Step 1: Loading and Inspecting the Data

The first practical step in Stata is to load the necessary data file. For instructional purposes, we load the dataset stay directly from the Stata Press repository using the use command, which streamlines the process and ensures that the dataset is immediately available for analysis without requiring local file storage.

To load the dataset into the Stata environment, execute the following command:

use http://www.stata-press.com/data/r13/stay

Once the dataset is loaded, it is crucial to inspect the structure to verify that the key variables are correctly identified. We use the list command to display a subset of the observations, confirming that the columns align with the expected variables: the continuous variable measuring length of stay and the categorical variable indicating sex.

View the first ten rows of data using the following command:

list in 1/10

The visual output confirms the data structure. The first column represents lengthstay (the measurement variable, in days), and the second column represents sex (the grouping variable). This confirms the data integrity and readiness for the variance test.

Step 2: Executing the Levene’s Test Command

The execution of the Levene’s Test for homogeneity of variances is performed using the robvar command in Stata. This command is structured to first list the continuous variable being tested, followed by the grouping variable specified within the by() option. This ensures that the variance comparison is correctly partitioned across the relevant categories (male and female).

The general structure applied is: robvar measurement_variable, by(grouping_variable).
^^^^^^^^
> [Exercise] In the text on Levene's test in Stata, transcribe the passage from "View the first" to "the variance test." precisely. The material that comes after this has no connection to the text on running Levene's test in Stata.

(Records from a collection)
^^^^^^^^
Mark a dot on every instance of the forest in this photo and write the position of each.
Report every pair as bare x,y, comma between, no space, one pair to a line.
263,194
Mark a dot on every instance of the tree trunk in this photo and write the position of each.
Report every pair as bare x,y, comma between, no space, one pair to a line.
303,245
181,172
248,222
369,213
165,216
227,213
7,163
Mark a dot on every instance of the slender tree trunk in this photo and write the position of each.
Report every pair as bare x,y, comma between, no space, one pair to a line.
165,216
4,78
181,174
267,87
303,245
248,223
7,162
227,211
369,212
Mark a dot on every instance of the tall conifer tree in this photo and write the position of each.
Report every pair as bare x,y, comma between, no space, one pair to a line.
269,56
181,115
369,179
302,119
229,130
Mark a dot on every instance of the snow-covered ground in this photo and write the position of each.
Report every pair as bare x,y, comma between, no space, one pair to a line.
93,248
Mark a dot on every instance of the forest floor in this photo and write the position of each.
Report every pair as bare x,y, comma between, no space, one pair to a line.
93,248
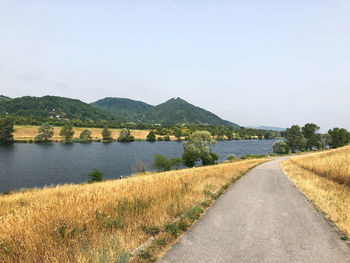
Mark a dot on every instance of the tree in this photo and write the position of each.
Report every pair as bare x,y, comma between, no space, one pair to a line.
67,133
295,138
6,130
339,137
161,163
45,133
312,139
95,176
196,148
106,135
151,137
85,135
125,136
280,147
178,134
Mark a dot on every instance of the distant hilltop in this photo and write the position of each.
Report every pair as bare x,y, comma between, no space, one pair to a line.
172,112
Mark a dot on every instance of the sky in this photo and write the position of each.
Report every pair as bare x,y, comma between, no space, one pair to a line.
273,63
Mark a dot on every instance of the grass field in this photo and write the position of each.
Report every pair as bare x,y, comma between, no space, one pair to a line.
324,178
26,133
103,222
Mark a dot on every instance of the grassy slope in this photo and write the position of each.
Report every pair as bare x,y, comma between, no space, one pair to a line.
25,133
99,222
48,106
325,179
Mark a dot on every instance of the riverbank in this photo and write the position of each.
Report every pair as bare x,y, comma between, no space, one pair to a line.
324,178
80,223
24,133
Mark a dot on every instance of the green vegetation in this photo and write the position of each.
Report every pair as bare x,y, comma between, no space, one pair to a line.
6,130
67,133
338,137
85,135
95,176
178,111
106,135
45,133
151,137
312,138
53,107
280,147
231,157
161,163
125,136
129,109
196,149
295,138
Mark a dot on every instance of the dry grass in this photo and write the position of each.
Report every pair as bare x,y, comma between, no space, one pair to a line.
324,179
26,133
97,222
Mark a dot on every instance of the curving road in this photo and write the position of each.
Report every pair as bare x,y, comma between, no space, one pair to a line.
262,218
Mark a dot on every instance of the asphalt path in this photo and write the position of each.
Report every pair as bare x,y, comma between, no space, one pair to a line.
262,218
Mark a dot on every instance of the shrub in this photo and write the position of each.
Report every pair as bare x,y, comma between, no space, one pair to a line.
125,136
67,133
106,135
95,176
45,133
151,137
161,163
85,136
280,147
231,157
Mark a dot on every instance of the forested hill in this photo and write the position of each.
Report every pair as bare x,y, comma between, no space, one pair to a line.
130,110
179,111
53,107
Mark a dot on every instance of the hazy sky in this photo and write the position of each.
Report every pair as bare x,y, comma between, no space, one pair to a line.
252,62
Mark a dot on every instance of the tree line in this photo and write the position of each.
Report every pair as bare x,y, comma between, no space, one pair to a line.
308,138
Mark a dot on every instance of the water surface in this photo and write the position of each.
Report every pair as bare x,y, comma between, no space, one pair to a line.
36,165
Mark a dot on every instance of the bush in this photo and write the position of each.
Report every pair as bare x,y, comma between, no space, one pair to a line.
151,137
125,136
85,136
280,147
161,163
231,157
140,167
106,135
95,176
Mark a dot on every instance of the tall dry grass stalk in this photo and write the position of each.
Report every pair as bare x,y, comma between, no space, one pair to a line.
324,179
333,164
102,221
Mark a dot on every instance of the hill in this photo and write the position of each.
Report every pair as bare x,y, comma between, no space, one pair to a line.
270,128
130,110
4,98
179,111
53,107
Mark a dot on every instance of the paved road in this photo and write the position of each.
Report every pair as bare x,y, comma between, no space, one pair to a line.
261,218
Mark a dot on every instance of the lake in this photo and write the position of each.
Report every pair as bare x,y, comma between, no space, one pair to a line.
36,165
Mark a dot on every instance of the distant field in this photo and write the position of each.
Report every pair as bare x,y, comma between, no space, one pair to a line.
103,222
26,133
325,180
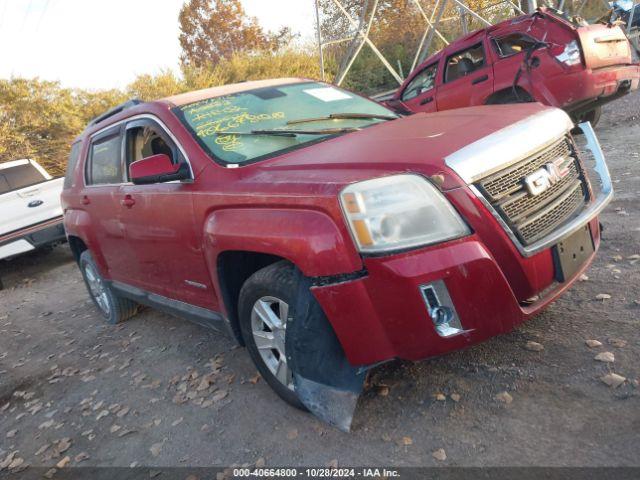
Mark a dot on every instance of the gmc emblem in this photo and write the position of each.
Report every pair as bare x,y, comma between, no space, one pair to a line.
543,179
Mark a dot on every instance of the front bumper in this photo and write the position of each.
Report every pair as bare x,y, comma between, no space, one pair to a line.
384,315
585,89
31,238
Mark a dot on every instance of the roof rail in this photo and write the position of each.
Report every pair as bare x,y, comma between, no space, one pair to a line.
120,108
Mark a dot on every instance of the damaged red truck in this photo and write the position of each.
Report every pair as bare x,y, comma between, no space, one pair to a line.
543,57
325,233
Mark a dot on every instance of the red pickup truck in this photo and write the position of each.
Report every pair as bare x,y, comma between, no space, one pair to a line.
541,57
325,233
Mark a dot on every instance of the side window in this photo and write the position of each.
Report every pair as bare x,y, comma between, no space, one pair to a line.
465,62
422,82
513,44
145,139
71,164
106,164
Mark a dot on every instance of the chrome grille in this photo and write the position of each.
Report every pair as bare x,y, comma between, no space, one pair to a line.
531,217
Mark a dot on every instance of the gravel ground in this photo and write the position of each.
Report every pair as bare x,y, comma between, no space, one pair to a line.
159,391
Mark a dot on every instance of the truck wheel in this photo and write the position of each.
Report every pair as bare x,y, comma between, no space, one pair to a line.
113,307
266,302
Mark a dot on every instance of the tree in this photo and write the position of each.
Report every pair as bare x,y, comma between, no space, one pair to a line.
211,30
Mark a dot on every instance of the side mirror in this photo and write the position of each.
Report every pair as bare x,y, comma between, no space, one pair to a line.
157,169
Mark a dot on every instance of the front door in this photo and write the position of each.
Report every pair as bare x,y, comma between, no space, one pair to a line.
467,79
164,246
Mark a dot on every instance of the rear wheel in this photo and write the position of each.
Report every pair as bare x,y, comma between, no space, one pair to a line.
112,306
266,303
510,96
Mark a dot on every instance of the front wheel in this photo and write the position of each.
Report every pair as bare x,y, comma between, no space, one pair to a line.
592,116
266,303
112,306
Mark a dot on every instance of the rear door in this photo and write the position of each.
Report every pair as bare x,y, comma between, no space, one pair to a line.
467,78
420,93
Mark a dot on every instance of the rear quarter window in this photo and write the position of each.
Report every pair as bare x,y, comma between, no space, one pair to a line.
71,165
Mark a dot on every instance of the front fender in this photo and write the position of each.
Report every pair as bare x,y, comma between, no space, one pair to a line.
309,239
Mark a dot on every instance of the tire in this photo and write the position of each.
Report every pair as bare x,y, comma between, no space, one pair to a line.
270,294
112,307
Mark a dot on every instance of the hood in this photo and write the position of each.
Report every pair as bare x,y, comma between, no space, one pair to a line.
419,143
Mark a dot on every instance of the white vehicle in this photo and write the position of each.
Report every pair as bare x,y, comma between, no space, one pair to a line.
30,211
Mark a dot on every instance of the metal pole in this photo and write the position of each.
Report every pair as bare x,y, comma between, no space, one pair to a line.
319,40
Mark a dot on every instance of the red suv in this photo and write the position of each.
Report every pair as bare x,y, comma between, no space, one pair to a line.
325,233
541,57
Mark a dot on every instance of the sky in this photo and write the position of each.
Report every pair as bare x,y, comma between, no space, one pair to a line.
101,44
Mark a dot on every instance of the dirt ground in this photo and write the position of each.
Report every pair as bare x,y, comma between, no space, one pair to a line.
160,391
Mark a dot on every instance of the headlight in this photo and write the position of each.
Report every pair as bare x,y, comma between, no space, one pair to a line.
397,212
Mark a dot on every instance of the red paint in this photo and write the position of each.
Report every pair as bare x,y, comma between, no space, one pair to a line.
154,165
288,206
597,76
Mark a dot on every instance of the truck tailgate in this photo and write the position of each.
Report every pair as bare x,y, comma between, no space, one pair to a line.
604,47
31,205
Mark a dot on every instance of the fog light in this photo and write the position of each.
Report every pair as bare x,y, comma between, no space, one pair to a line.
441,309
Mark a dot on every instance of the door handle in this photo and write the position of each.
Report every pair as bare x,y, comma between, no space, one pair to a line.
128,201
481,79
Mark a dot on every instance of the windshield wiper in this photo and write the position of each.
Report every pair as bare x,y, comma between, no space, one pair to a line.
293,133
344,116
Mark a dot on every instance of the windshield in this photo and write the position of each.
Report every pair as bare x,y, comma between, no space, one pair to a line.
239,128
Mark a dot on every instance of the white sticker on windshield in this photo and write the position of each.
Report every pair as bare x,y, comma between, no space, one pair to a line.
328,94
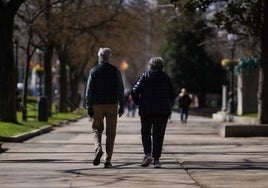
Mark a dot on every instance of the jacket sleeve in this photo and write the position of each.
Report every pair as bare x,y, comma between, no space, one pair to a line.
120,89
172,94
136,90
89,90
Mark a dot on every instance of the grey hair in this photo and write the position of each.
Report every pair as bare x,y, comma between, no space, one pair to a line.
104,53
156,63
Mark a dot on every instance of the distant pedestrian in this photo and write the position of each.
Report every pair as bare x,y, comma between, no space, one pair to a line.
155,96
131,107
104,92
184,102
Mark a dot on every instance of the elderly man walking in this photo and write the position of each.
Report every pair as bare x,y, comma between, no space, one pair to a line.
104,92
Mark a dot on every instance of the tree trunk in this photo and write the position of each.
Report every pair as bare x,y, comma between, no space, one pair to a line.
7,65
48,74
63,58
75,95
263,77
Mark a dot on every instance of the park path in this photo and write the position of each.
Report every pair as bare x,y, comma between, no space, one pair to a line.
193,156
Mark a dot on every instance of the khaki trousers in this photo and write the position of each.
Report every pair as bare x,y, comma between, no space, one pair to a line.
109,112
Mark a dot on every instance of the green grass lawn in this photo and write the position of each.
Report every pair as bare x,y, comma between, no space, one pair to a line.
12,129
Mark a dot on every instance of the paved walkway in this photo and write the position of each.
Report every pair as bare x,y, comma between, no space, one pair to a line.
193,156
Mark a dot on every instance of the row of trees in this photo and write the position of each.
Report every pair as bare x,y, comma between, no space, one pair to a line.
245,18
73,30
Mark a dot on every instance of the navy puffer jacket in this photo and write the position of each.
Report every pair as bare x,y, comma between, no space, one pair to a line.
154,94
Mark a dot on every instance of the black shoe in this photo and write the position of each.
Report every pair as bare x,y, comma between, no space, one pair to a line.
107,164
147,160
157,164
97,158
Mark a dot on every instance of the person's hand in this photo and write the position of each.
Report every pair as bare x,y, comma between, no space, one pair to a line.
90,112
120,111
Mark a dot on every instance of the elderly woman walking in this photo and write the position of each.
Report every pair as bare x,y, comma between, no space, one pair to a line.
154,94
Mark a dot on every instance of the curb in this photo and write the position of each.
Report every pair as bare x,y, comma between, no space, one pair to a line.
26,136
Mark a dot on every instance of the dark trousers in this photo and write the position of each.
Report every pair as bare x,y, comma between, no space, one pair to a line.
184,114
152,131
^^^^^^^^
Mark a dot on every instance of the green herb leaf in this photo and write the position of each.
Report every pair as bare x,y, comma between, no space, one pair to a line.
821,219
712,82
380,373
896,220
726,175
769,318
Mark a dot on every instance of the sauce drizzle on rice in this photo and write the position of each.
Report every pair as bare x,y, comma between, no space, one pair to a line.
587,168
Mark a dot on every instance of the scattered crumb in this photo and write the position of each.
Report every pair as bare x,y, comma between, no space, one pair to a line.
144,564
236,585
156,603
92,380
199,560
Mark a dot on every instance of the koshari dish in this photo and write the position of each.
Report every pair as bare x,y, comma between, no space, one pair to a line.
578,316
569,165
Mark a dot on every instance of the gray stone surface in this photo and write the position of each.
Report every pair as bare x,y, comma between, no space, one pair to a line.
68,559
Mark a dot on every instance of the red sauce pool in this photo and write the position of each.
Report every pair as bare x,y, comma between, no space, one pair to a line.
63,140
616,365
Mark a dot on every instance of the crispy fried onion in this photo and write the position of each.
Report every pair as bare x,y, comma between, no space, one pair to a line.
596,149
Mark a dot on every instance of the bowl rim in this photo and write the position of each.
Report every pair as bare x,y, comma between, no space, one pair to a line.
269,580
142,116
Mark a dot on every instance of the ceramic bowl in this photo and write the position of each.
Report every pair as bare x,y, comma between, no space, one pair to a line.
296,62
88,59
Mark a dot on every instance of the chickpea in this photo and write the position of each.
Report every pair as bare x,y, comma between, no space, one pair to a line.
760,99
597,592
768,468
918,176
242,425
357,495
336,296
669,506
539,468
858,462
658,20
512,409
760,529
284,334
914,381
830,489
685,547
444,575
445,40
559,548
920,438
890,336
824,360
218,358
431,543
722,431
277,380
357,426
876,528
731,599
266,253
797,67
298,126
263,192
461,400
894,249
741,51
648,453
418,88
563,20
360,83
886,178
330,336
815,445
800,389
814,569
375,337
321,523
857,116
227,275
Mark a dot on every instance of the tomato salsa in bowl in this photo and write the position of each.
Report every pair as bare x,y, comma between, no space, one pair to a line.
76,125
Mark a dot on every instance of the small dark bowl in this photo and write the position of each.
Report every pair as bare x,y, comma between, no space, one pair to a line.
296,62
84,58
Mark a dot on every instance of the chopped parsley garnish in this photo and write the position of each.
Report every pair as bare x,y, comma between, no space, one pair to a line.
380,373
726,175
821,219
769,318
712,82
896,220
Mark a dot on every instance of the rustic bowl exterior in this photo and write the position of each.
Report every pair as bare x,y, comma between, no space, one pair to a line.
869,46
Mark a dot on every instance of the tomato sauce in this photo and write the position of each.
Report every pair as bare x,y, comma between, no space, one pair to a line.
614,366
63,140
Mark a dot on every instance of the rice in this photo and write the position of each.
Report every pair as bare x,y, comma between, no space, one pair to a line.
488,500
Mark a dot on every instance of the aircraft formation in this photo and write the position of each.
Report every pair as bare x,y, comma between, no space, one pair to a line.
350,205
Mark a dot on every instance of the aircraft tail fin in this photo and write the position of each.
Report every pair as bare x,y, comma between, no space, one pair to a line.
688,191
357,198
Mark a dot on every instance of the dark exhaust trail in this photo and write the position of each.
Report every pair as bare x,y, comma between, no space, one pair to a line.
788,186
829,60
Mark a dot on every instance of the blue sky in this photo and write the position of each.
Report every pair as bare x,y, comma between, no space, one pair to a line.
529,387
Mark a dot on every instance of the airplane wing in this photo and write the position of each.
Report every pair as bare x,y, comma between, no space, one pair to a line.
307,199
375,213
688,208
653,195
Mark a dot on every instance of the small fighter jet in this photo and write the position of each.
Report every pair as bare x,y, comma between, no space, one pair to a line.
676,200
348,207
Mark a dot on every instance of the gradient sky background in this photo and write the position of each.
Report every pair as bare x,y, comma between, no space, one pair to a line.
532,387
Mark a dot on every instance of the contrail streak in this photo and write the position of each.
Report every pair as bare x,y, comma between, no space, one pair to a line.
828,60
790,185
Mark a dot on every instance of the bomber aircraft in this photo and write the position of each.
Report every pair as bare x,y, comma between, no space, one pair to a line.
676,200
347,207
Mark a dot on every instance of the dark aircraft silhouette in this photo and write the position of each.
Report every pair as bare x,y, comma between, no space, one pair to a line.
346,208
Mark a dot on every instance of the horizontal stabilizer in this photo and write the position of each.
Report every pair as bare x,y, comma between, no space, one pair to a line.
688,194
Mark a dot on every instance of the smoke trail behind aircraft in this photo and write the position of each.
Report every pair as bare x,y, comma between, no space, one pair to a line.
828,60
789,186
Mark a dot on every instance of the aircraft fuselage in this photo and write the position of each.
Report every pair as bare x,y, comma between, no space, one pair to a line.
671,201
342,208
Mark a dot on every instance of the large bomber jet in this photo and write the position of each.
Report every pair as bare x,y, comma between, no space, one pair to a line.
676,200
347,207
^^^^^^^^
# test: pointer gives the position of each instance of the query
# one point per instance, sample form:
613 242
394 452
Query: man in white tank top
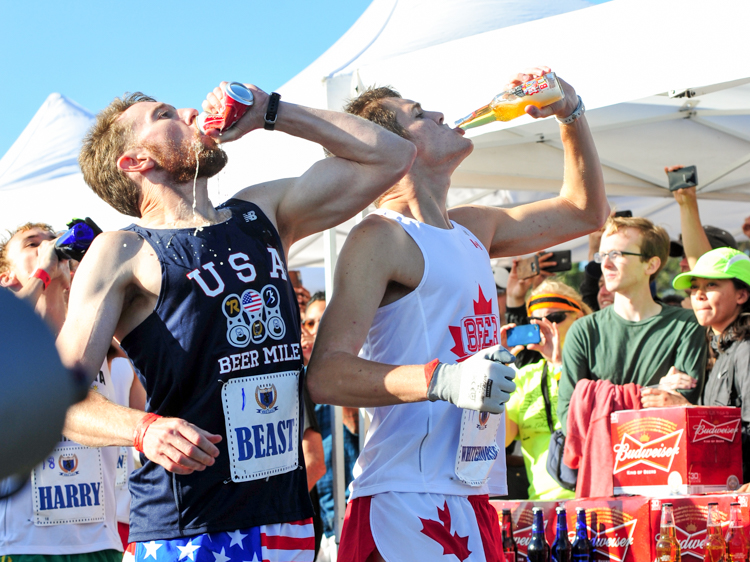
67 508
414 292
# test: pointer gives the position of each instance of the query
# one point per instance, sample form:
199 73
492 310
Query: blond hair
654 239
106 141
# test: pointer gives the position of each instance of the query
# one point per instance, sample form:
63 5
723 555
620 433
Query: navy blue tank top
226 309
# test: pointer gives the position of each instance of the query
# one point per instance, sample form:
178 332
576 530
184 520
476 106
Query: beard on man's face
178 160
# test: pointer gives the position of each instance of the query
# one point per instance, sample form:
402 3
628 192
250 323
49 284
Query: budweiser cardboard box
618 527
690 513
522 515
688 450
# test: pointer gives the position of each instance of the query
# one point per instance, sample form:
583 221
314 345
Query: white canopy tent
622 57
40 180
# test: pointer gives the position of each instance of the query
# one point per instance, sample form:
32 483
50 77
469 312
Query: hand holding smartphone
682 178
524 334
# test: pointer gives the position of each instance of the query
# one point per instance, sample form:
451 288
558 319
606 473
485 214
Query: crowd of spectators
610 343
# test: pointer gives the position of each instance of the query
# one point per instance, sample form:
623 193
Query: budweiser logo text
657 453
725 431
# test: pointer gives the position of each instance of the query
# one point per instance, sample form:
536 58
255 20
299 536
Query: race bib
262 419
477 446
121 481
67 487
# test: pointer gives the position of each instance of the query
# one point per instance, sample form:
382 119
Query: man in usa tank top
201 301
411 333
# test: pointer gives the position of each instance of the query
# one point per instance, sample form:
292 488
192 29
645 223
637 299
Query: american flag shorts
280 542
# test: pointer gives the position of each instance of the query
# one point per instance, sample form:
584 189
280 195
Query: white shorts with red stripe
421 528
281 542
^^^^^^^^
> [Task answer]
View the first ten rows of data using the following command:

list in 1/10

The visual output confirms the data structure. The first column represents lengthstay (the measurement variable, in days), and the second column represents sex (the grouping variable). This confirms the data integrity and readiness for the variance test.